## Excerpt

·····

UI Design Examples
Even though numerous principles and standards for interface design have already been discussed, actual interface design remains highly adaptable, with multiple potential designs for a single functionality.
To explore various methods used in interface design, let's take designing the interface for a Reversi (Othello) game as an example, introducing specific techniques that can streamline the design process and enhance aesthetics. Reversi is chosen because it is engaging and features a relatively simple interface, making it an ideal teaching example. The game board consists of an 8x8 grid with pieces in two colors, black and white, placed within the squares.
Creating such an interface can employ different approaches. Here, we'll demonstrate several methods, ranging from straightforward to more complex.
Utilizing LabVIEW's Built-in Controls
The first step in interface design should always be to consider using or adapting existing controls. Leveraging built-in controls can significantly shorten development time. For this game, standard interface elements like buttons and text boxes can use LabVIEW's built-in controls. For the board and pieces, we can custom-build them using basic controls.

·····

## Dataset extract
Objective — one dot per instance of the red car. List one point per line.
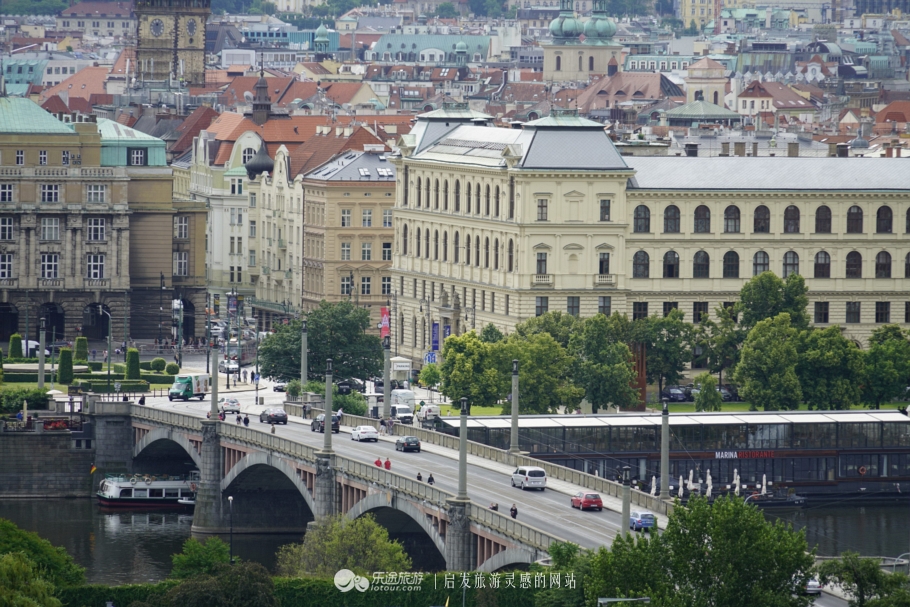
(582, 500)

·····

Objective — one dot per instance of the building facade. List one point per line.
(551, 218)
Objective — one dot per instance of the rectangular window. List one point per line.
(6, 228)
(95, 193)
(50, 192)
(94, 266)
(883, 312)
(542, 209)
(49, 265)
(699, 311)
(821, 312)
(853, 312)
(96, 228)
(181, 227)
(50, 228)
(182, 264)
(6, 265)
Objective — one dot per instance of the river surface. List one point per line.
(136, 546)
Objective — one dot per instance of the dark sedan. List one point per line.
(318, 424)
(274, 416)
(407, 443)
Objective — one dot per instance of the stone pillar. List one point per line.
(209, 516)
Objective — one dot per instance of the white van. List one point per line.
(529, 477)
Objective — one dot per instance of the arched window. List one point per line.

·····

## Given exercise
How many squares wide and tall is the Reversi board described in the UI design text?

## Correct output
It is an 8x8 grid.